__Supplied material__:
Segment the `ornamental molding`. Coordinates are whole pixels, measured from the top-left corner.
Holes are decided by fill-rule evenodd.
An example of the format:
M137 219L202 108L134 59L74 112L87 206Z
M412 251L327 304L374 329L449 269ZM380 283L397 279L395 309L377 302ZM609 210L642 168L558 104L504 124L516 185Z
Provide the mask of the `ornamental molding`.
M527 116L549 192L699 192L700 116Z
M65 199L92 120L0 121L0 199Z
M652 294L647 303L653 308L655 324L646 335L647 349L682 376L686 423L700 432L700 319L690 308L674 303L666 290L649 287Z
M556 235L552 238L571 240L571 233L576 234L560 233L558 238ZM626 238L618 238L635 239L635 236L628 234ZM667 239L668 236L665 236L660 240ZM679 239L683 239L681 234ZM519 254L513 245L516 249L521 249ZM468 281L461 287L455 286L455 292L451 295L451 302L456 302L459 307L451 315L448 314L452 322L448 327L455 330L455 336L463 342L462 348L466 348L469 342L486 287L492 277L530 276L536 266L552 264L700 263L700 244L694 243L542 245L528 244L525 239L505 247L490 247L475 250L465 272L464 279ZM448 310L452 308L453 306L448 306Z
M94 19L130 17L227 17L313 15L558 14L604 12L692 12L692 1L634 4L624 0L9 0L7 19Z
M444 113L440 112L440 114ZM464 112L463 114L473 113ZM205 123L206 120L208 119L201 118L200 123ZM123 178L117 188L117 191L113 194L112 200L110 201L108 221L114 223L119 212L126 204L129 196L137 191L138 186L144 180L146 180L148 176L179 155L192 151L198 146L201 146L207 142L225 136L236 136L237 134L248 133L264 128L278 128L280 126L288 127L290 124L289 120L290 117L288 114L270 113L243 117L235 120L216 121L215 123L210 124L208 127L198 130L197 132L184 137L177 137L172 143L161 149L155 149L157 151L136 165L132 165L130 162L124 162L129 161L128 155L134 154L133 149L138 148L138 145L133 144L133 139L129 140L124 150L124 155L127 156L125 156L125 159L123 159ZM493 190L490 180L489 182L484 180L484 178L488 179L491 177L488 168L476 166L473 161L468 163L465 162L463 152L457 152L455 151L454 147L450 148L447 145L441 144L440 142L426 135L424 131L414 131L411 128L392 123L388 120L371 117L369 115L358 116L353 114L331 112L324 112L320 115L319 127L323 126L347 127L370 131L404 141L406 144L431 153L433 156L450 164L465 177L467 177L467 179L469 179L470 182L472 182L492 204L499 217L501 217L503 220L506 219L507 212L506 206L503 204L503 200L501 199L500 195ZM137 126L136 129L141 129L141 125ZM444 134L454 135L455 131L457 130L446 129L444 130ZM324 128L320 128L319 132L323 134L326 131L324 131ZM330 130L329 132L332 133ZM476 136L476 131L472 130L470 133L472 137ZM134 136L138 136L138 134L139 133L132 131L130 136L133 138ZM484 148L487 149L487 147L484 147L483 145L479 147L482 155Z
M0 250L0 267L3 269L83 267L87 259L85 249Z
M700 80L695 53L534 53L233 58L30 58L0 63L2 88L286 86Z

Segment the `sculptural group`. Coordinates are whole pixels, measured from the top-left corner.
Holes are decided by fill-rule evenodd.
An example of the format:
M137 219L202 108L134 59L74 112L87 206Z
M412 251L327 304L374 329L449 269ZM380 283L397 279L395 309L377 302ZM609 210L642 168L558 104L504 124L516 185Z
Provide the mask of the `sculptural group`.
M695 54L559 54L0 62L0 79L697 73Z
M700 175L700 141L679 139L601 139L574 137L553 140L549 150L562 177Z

==

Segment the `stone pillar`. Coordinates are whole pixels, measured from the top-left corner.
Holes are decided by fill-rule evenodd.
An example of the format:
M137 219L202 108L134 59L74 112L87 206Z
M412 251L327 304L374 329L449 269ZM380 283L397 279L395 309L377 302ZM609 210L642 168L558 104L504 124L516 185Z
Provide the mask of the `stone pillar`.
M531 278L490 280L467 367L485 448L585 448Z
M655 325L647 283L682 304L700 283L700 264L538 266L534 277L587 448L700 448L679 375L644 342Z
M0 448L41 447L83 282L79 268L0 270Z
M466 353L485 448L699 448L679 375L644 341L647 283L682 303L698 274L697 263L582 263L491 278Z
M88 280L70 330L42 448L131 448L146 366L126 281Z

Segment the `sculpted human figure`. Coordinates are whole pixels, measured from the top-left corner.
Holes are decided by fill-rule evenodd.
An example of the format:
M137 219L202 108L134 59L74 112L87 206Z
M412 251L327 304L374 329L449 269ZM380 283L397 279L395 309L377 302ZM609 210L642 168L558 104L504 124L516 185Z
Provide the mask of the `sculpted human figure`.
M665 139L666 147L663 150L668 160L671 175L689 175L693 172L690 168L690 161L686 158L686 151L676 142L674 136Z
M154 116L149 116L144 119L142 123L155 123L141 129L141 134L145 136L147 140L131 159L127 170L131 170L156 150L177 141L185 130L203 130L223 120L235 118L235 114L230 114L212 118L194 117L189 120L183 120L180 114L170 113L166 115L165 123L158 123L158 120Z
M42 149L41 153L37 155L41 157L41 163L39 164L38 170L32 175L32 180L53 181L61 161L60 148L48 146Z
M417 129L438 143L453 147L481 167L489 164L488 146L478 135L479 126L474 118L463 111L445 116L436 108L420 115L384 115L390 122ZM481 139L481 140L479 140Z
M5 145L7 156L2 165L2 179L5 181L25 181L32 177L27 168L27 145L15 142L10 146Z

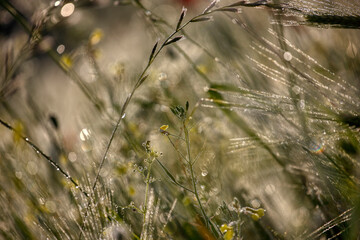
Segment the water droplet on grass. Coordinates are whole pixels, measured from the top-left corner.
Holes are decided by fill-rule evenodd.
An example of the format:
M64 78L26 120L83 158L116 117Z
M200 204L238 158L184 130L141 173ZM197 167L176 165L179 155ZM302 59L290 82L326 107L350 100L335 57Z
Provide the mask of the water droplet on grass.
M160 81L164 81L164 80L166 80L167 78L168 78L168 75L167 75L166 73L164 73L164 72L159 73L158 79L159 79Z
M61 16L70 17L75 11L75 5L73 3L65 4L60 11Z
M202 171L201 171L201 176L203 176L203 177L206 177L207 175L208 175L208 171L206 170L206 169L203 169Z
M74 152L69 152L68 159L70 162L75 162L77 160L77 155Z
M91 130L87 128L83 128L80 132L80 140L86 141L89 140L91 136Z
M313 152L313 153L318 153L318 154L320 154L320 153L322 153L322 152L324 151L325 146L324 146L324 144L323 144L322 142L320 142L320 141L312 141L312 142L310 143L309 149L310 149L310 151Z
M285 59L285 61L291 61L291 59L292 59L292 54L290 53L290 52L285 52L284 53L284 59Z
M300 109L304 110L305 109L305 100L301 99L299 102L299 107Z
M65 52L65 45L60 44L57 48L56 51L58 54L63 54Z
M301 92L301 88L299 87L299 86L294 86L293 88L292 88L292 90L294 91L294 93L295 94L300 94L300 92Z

__About this exercise__:
Filter the records above down to the lines containing "from".

__Task result__:
Segment the `ornamental molding`. Coordinates are whole pixels, measured from the top-left corner.
Segment the `sculptural group`. Coordinates are whole pixels, measured from the top-left corner.
Segment the `stone pillar`. Coordinates are whole pixels, measured from the top-left corner.
Segment the `sculpted human figure`. Coordinates are whole pixels, measured from the top-left corner.
Segment the water droplet on grass. Coordinates are whole pixels, measured from the top-left corner.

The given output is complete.